-- start --

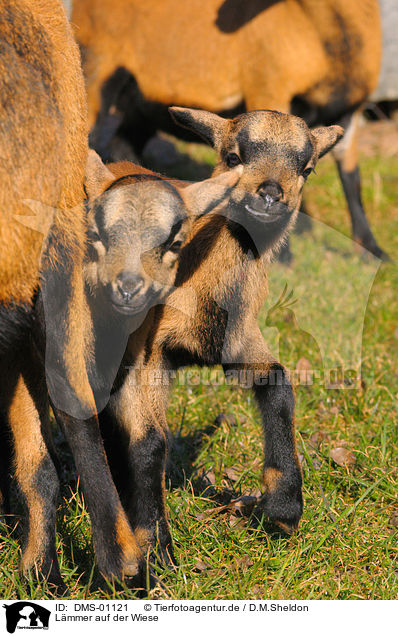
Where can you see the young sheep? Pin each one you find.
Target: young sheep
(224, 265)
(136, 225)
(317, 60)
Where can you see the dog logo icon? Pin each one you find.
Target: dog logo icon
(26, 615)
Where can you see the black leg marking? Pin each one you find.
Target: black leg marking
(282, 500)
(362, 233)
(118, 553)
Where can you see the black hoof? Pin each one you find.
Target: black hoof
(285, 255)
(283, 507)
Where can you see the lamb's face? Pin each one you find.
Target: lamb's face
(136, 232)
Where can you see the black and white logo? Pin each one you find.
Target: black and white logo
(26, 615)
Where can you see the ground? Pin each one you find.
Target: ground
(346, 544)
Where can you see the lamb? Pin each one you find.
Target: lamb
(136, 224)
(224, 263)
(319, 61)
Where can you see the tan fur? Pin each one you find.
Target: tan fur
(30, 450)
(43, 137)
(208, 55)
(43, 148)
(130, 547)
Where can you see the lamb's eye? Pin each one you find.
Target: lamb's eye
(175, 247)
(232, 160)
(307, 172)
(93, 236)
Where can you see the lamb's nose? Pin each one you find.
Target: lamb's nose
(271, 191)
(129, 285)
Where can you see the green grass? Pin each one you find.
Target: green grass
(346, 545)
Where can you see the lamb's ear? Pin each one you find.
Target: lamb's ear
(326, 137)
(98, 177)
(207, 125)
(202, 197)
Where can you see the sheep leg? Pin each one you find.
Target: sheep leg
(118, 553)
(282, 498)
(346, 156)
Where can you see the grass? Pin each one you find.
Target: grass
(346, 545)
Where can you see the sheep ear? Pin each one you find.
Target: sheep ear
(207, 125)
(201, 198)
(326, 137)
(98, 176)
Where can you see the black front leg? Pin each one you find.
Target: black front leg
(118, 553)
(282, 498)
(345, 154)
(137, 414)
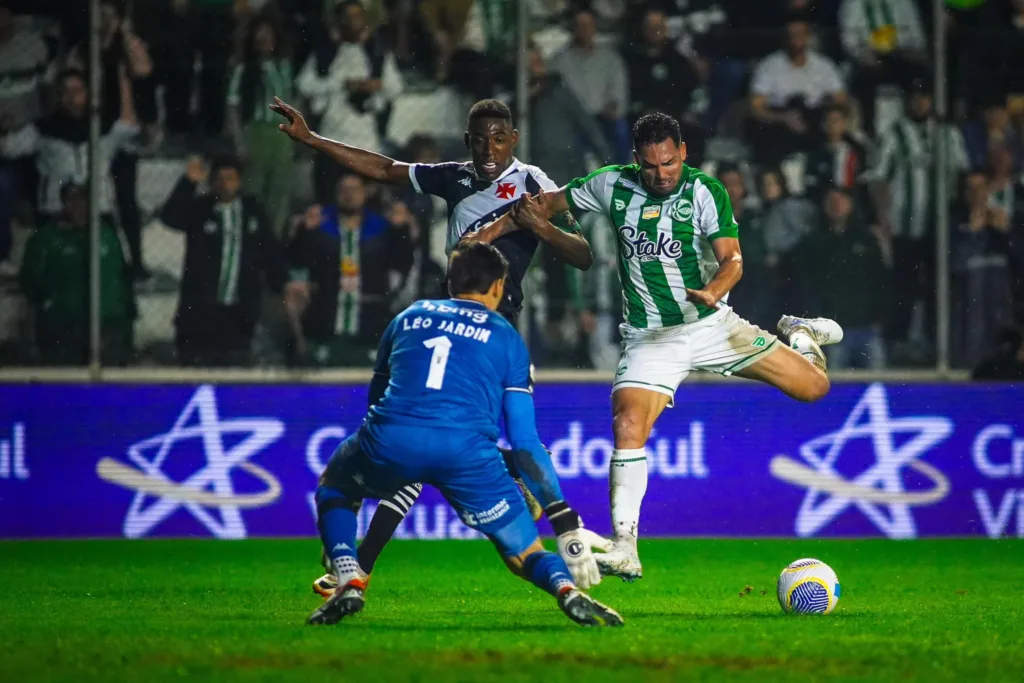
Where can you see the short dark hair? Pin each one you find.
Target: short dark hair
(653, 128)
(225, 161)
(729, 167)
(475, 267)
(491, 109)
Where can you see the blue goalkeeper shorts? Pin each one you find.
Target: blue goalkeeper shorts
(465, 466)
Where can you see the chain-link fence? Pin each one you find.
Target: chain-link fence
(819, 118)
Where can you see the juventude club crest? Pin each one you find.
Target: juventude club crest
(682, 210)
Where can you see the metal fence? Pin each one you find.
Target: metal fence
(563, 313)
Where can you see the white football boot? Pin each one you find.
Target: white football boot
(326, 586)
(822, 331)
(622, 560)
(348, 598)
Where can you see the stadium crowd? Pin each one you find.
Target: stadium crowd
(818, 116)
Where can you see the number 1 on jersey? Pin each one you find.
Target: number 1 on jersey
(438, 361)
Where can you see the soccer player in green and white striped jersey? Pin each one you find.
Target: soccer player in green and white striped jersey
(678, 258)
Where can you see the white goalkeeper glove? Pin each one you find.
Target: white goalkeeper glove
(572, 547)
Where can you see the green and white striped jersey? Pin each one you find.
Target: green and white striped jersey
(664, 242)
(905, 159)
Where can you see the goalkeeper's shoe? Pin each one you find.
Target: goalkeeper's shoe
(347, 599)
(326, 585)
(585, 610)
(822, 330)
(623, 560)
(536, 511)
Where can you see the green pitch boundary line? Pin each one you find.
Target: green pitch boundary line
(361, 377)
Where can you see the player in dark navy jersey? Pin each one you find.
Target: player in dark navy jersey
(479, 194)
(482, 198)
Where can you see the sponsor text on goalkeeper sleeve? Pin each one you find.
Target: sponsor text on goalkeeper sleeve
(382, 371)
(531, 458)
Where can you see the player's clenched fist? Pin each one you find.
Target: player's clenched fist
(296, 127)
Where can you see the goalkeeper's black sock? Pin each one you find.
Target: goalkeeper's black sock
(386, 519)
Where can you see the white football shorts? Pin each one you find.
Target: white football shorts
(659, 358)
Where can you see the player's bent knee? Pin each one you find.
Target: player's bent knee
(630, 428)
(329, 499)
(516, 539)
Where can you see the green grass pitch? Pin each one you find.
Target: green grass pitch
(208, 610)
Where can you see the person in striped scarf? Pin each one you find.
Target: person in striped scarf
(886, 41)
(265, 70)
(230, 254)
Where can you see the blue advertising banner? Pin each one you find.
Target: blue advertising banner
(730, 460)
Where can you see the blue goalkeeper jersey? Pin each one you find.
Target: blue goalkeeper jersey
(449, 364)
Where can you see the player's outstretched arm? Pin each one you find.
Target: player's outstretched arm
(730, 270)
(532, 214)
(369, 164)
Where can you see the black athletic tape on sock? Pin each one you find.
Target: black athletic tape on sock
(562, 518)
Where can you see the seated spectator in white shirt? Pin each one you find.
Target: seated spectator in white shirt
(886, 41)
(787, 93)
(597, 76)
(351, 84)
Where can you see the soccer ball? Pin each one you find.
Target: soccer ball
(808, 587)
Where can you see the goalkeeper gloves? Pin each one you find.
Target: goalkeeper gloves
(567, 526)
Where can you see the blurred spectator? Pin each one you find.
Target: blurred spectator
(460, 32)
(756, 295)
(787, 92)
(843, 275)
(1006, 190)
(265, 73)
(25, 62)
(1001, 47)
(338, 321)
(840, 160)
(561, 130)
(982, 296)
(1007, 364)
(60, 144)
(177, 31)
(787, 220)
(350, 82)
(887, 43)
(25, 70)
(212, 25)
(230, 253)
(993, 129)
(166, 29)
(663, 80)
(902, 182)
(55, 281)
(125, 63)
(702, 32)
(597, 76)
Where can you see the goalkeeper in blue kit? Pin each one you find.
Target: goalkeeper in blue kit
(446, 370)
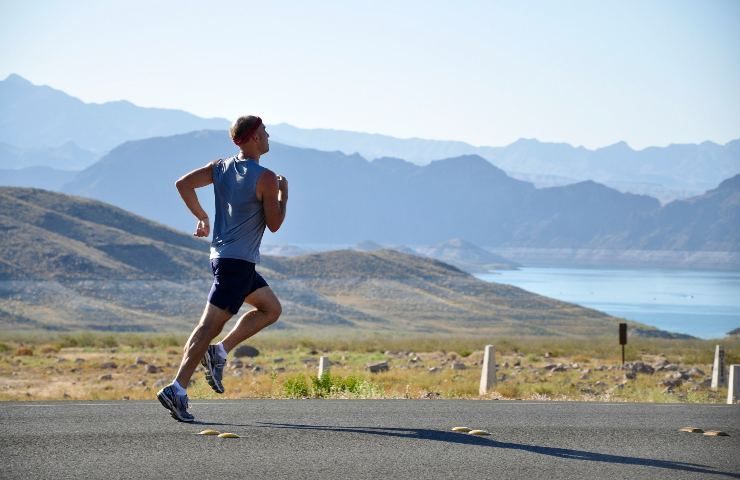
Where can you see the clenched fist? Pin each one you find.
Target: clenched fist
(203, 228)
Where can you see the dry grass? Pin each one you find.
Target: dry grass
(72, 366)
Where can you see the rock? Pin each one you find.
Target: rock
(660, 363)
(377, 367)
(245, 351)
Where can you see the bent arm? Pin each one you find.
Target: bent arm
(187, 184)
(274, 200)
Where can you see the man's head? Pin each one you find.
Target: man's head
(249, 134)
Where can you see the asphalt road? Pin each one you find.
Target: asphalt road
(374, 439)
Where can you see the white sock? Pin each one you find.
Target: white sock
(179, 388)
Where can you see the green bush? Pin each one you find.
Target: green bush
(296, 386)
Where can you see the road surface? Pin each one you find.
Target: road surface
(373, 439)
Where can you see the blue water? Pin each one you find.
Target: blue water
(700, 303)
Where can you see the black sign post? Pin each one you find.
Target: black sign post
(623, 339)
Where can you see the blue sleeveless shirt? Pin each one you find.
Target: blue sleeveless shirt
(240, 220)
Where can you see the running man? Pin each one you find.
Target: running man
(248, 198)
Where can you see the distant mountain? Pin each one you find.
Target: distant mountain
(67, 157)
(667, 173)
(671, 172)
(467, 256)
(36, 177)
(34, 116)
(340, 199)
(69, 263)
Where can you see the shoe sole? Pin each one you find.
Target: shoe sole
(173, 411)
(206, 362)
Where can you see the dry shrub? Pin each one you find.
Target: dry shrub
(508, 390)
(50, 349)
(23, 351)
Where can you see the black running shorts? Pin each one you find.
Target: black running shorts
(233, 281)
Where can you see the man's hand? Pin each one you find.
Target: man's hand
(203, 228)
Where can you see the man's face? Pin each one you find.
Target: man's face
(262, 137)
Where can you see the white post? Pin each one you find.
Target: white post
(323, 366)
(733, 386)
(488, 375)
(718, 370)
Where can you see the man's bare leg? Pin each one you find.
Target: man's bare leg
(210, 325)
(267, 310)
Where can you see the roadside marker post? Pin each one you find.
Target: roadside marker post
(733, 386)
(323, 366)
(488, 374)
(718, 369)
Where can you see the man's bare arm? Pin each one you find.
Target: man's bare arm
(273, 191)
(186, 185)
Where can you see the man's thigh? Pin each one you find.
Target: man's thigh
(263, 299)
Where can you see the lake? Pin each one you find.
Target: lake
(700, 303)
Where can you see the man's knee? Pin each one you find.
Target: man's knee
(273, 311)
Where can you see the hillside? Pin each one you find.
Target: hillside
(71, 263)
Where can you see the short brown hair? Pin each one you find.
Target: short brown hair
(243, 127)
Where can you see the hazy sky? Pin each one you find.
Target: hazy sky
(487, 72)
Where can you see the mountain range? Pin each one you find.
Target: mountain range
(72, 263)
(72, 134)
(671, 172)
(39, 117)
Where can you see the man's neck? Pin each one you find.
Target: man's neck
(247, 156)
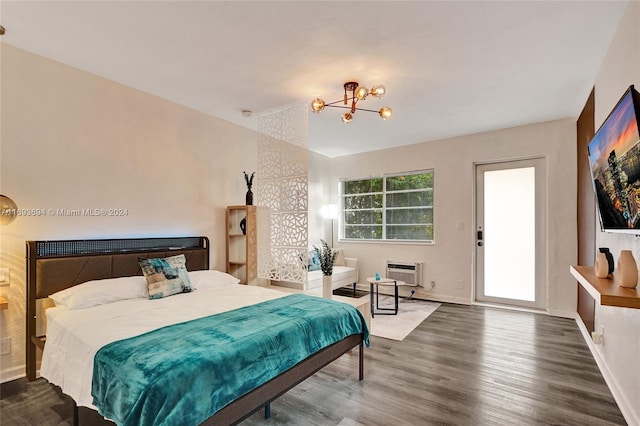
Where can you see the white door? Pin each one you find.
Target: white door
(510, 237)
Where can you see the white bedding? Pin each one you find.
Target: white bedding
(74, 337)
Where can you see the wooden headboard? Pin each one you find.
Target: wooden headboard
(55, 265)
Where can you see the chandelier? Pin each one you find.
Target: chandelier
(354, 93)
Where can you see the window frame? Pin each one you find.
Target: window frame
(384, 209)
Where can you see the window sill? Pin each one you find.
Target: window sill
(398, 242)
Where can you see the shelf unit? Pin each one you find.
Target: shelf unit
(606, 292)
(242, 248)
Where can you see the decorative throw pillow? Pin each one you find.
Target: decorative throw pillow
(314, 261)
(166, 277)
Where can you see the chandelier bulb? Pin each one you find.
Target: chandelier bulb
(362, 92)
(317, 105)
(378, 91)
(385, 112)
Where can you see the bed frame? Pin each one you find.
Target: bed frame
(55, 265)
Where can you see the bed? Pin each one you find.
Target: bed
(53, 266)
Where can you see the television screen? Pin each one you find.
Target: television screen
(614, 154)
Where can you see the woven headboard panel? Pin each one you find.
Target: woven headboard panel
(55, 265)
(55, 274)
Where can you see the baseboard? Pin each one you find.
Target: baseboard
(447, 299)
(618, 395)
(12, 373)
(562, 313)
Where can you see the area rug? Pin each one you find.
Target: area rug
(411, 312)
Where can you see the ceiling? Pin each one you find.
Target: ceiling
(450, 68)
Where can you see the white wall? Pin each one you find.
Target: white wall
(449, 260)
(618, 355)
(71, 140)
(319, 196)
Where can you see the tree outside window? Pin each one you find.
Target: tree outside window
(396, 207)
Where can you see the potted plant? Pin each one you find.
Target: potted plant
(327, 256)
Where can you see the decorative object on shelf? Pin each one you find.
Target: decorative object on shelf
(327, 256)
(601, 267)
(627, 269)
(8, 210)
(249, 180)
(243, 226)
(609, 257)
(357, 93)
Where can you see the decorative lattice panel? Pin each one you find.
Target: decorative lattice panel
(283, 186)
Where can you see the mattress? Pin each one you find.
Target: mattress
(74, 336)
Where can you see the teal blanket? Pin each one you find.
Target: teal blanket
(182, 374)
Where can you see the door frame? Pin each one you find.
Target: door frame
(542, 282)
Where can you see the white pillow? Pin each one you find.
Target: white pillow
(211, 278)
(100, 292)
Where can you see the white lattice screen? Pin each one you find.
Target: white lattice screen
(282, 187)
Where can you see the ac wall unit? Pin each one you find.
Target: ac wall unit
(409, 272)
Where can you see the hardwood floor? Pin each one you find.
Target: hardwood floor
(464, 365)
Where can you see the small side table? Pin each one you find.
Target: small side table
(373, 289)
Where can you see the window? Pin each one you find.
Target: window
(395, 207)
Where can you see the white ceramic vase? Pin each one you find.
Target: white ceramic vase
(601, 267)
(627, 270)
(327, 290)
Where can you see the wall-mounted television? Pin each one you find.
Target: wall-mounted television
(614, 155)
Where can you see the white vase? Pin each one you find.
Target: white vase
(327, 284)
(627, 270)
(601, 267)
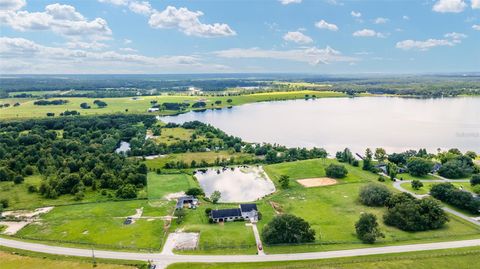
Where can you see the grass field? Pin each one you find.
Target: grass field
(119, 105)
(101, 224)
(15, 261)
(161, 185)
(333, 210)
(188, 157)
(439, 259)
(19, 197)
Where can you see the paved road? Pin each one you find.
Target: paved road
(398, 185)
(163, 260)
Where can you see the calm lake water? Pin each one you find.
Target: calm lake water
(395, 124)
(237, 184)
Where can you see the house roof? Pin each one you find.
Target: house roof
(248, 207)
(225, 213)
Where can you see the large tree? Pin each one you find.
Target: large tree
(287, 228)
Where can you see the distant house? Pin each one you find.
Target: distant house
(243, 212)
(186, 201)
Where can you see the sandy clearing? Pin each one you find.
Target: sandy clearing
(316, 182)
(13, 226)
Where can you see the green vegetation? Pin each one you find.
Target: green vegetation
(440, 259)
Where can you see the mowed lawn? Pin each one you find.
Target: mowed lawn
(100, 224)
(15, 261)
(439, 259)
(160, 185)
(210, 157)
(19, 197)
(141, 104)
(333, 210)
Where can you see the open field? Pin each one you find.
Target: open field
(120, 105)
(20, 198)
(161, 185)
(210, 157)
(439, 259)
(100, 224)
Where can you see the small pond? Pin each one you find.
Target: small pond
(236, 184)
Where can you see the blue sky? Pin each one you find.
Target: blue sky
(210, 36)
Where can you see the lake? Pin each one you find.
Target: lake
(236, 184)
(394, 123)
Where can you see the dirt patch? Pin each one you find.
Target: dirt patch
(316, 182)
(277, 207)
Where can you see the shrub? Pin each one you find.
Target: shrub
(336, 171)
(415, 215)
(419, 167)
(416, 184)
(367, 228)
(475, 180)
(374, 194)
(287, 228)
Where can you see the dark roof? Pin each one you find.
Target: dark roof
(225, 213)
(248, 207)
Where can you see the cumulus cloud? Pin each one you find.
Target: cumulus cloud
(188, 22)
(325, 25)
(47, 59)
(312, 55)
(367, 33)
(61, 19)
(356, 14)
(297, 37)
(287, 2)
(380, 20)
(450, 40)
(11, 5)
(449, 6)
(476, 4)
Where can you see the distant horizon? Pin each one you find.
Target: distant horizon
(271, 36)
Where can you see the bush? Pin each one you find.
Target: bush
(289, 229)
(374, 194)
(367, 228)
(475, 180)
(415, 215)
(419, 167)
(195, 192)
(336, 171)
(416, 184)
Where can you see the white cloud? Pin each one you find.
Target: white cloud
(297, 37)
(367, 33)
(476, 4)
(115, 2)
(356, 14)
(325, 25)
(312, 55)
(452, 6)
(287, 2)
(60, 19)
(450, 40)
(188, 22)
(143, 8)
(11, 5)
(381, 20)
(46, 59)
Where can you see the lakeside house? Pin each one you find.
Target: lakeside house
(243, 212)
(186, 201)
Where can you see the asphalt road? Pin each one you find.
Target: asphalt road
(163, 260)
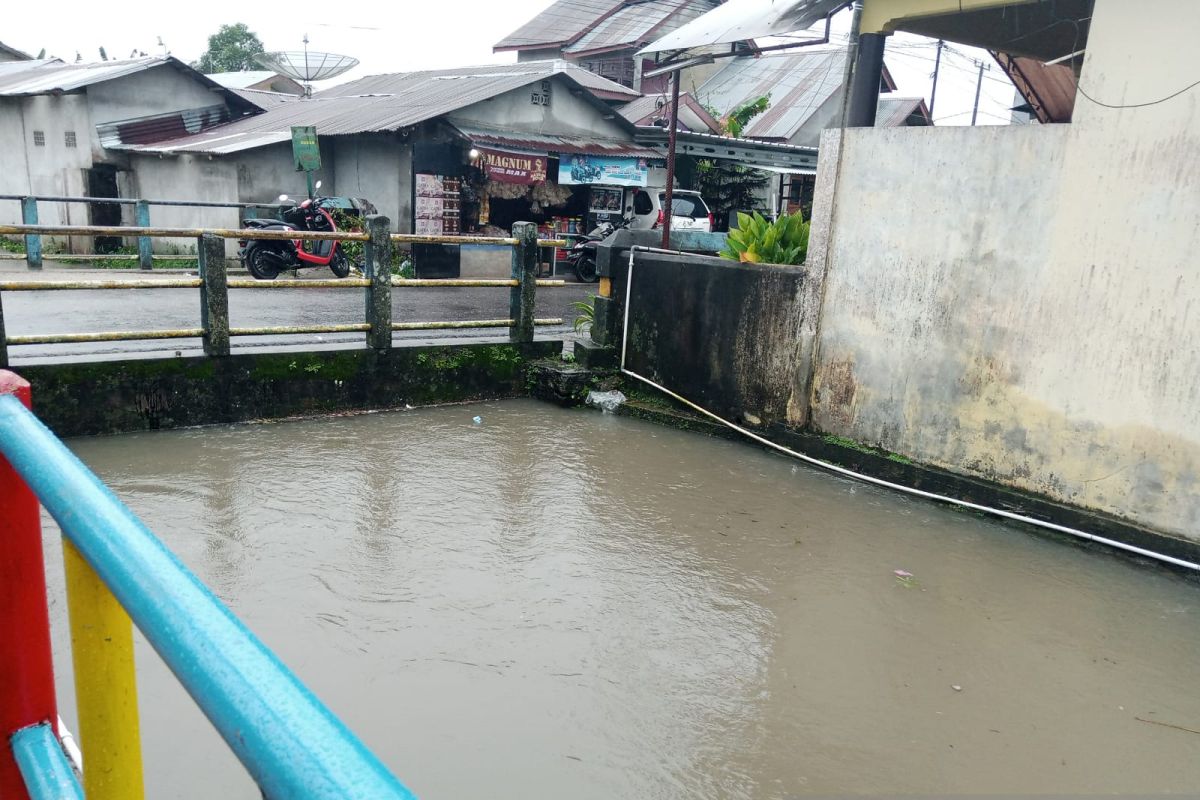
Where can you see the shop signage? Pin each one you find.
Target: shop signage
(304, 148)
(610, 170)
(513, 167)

-- end --

## Brief
Copy out the lines exactly, from the line containing "Where can you see the distant horizon?" through the end of the lines, and leave out the pictures.

## Exercise answer
Where can you see the distant horizon? Pin each one you find.
Target: distant horizon
(271, 36)
Where can you see the bush? Pin each one you find.
Target: bush
(289, 229)
(374, 194)
(367, 228)
(475, 180)
(415, 215)
(419, 167)
(195, 192)
(336, 171)
(416, 184)
Where can you see the white cloud? Pin each one you find.
Target: white cloud
(297, 37)
(367, 33)
(476, 4)
(115, 2)
(356, 14)
(325, 25)
(312, 55)
(452, 6)
(287, 2)
(60, 19)
(450, 40)
(188, 22)
(143, 8)
(11, 5)
(381, 20)
(46, 59)
Where can you see the lakeside house? Pin each one you find.
Target: lakeside house
(243, 212)
(186, 201)
Where can you see the asphalt road? Pin each one you find.
Target: asphalt road
(163, 260)
Where can you see the shop signage? Pin each one you find.
Target: shop signage
(304, 148)
(610, 170)
(513, 167)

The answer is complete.